PROBLEM DETAILS: Should any entry hold a picture, omit that picture and copy the rest of the entry exactly.

** RECORDS PROVIDED follows **

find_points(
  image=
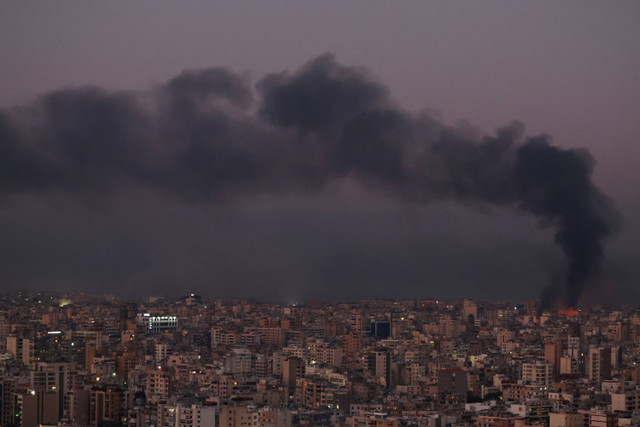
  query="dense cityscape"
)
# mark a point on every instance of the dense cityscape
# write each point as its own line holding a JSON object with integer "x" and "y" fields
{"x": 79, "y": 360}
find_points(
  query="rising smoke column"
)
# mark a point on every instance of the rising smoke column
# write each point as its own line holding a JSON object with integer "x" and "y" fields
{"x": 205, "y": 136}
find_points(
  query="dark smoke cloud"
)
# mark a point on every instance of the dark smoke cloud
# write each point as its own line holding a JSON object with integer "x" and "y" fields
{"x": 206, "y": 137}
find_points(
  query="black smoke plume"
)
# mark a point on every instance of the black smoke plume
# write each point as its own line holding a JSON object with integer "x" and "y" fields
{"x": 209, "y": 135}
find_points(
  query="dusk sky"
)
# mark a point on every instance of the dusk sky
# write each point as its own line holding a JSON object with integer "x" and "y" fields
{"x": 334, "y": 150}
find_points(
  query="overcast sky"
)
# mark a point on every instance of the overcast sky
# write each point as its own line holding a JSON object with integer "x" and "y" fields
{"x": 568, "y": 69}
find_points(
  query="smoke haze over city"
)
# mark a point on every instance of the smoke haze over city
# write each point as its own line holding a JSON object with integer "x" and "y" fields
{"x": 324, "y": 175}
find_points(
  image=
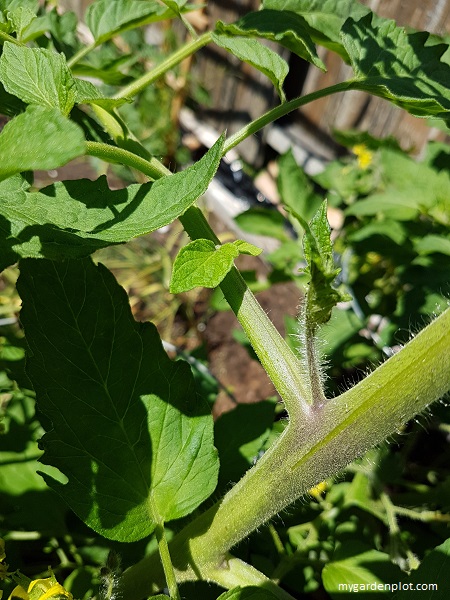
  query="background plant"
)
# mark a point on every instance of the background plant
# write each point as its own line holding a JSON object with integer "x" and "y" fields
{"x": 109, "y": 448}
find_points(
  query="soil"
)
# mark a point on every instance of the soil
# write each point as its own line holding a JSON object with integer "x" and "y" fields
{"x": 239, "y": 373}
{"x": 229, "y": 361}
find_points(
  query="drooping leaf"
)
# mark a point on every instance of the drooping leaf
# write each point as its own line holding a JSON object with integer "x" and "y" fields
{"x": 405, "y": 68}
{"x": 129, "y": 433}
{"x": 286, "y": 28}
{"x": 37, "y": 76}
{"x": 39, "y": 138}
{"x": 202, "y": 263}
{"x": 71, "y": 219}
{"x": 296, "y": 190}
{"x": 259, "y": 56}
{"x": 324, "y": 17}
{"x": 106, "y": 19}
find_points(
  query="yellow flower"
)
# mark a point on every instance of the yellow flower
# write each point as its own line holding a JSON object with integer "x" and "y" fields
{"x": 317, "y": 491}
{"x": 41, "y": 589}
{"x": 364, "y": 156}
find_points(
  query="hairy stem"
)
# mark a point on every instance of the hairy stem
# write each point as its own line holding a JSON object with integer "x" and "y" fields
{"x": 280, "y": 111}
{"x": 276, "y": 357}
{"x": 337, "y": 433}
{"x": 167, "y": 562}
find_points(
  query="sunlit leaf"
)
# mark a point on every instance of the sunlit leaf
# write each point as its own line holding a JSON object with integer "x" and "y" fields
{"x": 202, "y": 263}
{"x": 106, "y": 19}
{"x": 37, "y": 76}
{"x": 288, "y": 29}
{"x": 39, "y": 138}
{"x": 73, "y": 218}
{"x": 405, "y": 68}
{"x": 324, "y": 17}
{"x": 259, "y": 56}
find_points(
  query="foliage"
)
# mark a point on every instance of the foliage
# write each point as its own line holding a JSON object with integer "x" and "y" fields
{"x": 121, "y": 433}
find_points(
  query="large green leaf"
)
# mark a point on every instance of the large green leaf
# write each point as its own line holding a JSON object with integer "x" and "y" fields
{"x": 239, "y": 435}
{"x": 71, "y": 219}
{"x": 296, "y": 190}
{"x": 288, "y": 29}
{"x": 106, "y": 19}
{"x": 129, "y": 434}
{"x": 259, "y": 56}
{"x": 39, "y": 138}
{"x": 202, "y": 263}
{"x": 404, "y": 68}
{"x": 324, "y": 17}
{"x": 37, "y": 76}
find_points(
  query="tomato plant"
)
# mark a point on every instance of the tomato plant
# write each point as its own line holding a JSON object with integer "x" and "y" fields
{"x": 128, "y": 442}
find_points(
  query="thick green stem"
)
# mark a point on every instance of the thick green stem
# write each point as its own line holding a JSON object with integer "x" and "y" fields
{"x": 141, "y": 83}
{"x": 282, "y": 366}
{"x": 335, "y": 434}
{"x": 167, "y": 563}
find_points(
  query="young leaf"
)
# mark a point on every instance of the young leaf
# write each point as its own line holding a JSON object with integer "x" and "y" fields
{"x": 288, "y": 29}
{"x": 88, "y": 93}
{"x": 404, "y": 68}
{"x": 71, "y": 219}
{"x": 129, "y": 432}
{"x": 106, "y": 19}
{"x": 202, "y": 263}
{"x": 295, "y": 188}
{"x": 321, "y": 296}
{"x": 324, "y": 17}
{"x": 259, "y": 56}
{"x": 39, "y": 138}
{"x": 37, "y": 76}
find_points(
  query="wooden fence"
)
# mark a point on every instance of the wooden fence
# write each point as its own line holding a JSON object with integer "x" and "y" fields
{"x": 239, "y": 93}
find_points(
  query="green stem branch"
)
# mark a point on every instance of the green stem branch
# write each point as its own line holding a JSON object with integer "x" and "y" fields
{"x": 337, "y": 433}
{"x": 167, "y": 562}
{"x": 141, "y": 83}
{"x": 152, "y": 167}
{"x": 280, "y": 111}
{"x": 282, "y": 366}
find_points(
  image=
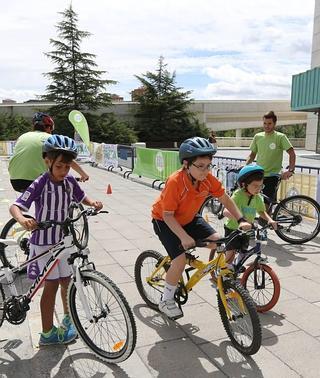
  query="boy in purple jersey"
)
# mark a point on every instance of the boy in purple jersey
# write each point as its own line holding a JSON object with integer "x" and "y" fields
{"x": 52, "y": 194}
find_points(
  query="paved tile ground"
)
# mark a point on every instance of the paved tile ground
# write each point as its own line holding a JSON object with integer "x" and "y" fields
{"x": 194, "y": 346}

** End of RECORDS PROVIDED **

OUTPUT OF THE EXERCISE:
find_points(
  image=
  query="dense cityscape"
)
# mark a point on every instance of the dense cityscape
# write each point as its own line holding a JSON object with integer "x" and "y" fields
{"x": 79, "y": 360}
find_points(
  query="rising smoke column"
)
# mark a point on every instance of the rising smoke column
# write each point as its own line holding a JSON object with integer "x" and "y" fields
{"x": 205, "y": 136}
find_points(
  query="dark smoke cloud"
)
# mark a point on every instance of the dark smoke cloud
# write each point as its own line holding a JSON object with integer "x" and "y" fields
{"x": 206, "y": 137}
find_points(
  query="black smoke plume"
)
# mark a point on every instance of the black smoke plume
# write each point as its own line holding a JSON object with integer "x" and "y" fields
{"x": 209, "y": 135}
find_points(
  query="dusk sky"
)
# mark a point on every instance of the dusk sky
# write each point as its own line holding a JSON object with integer "x" and "y" fields
{"x": 334, "y": 150}
find_points(
  query="overcast sky"
)
# mark a point on every instance of the overcast sky
# write each point as its own line holding a JSON object with integer "x" and "y" fields
{"x": 568, "y": 69}
find_points(
  query="smoke haze over city"
)
# mark a point on every instance of the smoke haze over city
# write each point as its own line holding a JSON object with integer "x" and "y" fields
{"x": 324, "y": 175}
find_points(
  image=
  query="background plant"
)
# mark a point on every instance of the background plant
# write each point as its own line holding a JSON object with integer "x" and "y" fields
{"x": 109, "y": 448}
find_points(
  query="soil"
)
# mark a point on every instance of the soil
# write each point as its own line holding a JSON object with integer "x" and "y" fields
{"x": 239, "y": 373}
{"x": 229, "y": 361}
find_points(
  query="drooping leaf"
)
# mark a point on every instance of the drooping leaf
# write each point as its own line holding a JSON object with integer "x" and "y" fields
{"x": 405, "y": 68}
{"x": 129, "y": 433}
{"x": 286, "y": 28}
{"x": 37, "y": 76}
{"x": 39, "y": 138}
{"x": 202, "y": 263}
{"x": 71, "y": 219}
{"x": 296, "y": 190}
{"x": 259, "y": 56}
{"x": 324, "y": 17}
{"x": 106, "y": 19}
find_points(
  query="yellow flower"
)
# mark a point on every instance of the yellow flower
# write each point as its own line holding a JSON object with integer "x" and "y" fields
{"x": 317, "y": 491}
{"x": 41, "y": 589}
{"x": 364, "y": 156}
find_points(
  query="hairy stem"
)
# mark a point on every instance of the hairy stem
# write each point as its own line holding a JSON object with integer "x" and "y" fields
{"x": 280, "y": 111}
{"x": 276, "y": 357}
{"x": 337, "y": 433}
{"x": 167, "y": 562}
find_points(
  query="sunlit leaf"
)
# mark a point on every instance of the sunlit leaf
# write each point as its own line holding a JSON object with integer "x" and "y" fields
{"x": 202, "y": 263}
{"x": 106, "y": 19}
{"x": 37, "y": 76}
{"x": 288, "y": 29}
{"x": 39, "y": 138}
{"x": 73, "y": 218}
{"x": 405, "y": 68}
{"x": 324, "y": 17}
{"x": 259, "y": 56}
find_points(
  query="foliage"
)
# mark a point on every instance of the foliage
# write each point as its own line holding a JSON object with integer "x" and "y" fields
{"x": 121, "y": 433}
find_points(
  query="large green leaf"
)
# mark a point on every instance of the large green leaf
# write each point as its own line holding a JSON object with integer "x" and "y" fields
{"x": 239, "y": 435}
{"x": 71, "y": 219}
{"x": 296, "y": 190}
{"x": 288, "y": 29}
{"x": 106, "y": 19}
{"x": 129, "y": 434}
{"x": 259, "y": 56}
{"x": 39, "y": 138}
{"x": 202, "y": 263}
{"x": 404, "y": 68}
{"x": 324, "y": 17}
{"x": 37, "y": 76}
find_points(
  query="tomato plant"
)
# mark a point on every instance of the tomato plant
# write each point as its own line holding a JSON object with integer "x" and "y" fields
{"x": 128, "y": 442}
find_points(
  query="thick green stem"
)
# mark a point on every instance of the thick green stem
# write each point as its own line holding a JSON object with integer "x" and "y" fields
{"x": 141, "y": 83}
{"x": 282, "y": 366}
{"x": 335, "y": 434}
{"x": 167, "y": 563}
find_points(
  query="young leaf"
)
# mark a point on every instance of the young leaf
# write each point as its own line holding a JSON object with integer "x" and "y" fields
{"x": 288, "y": 29}
{"x": 88, "y": 93}
{"x": 404, "y": 68}
{"x": 71, "y": 219}
{"x": 129, "y": 432}
{"x": 106, "y": 19}
{"x": 202, "y": 263}
{"x": 295, "y": 188}
{"x": 321, "y": 296}
{"x": 324, "y": 17}
{"x": 259, "y": 56}
{"x": 39, "y": 138}
{"x": 37, "y": 76}
find_points(
  query="wooden fence"
)
# mark a point on every instance of the wooden fence
# write each point as its own line holding a JSON object with integer "x" and "y" fields
{"x": 239, "y": 93}
find_points(
  query="green stem branch"
)
# mark a point on every instance of the green stem branch
# write each point as its own line holding a JSON object with integer "x" and "y" fields
{"x": 337, "y": 433}
{"x": 167, "y": 562}
{"x": 141, "y": 83}
{"x": 152, "y": 167}
{"x": 280, "y": 111}
{"x": 282, "y": 366}
find_points(
  image=
  query="boy in purple jersey"
)
# mark a point on every instance of the boy in purple jersey
# write each point as its own line holding a JSON object with integer "x" and "y" fields
{"x": 52, "y": 194}
find_points(
  query="paved tile ground"
)
# mark a point on every instance of the paved tile ground
# write each point as its own line holding a JSON object with integer "x" and "y" fields
{"x": 194, "y": 346}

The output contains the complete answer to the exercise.